__Activity__
Retype exactly the span of lines below from the one with "Query: dog's shoulder" through the one with "Query: white sock". Do not include pictures.

*** Opening Records shown ***

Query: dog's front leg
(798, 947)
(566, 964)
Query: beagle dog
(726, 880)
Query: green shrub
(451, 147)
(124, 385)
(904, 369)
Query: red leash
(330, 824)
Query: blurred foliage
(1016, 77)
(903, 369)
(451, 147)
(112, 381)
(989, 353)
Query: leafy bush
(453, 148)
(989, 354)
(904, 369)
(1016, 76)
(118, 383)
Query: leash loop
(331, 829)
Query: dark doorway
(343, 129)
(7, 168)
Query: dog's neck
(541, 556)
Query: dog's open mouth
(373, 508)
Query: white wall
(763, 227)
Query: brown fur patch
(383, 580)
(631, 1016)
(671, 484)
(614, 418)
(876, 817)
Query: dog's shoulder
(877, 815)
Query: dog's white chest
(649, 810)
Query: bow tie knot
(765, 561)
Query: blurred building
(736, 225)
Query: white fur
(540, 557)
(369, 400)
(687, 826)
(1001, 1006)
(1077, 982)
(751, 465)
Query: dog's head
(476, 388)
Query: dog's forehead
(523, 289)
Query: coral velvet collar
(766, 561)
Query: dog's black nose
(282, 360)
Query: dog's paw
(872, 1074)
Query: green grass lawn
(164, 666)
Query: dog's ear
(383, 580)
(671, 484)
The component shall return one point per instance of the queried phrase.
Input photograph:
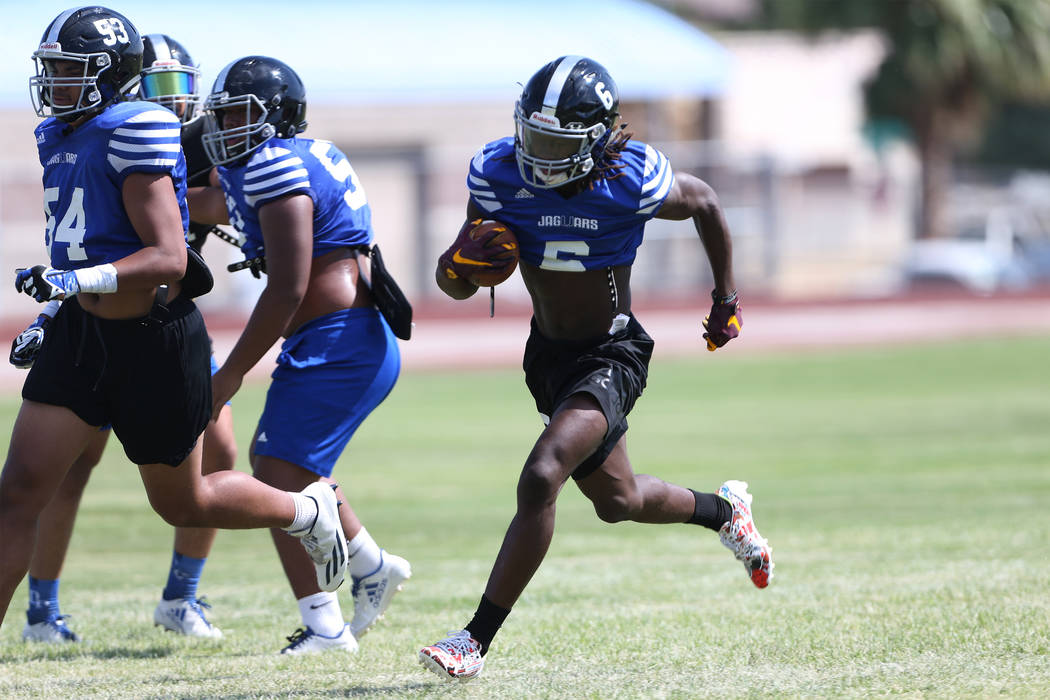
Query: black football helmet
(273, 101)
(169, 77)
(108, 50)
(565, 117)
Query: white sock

*** Closing Records shown ***
*** Opening Records shown ***

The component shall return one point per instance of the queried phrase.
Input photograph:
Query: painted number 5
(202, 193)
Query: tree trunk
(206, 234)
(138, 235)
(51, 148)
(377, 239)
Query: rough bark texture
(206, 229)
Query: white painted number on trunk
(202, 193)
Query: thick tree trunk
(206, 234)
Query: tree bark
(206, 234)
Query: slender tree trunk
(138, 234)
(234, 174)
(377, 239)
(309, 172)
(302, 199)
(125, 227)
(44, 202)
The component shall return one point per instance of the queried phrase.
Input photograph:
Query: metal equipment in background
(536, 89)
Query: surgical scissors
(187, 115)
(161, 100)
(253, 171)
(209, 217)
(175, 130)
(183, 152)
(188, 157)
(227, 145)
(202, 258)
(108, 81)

*** Closing Records shown ***

__Exercise response__
Query: dog's shoulder
(877, 815)
Query: dog's white chest
(649, 810)
Query: bow tie knot
(765, 561)
Query: blurred building
(736, 225)
Query: white fur
(540, 557)
(369, 400)
(687, 826)
(1001, 1006)
(1077, 982)
(751, 465)
Query: dog's head
(476, 388)
Query: dog's forehead
(523, 289)
Query: coral velvet collar
(766, 561)
Query: dog's black nose
(282, 360)
Query: dog's paw
(872, 1074)
Query: green grass lawn
(164, 666)
Query: dog's ear
(383, 580)
(671, 484)
The component shall return one point per instance of the queried phrase.
Input photograph:
Query: black football helmet
(273, 101)
(169, 77)
(108, 50)
(565, 117)
Query: white sock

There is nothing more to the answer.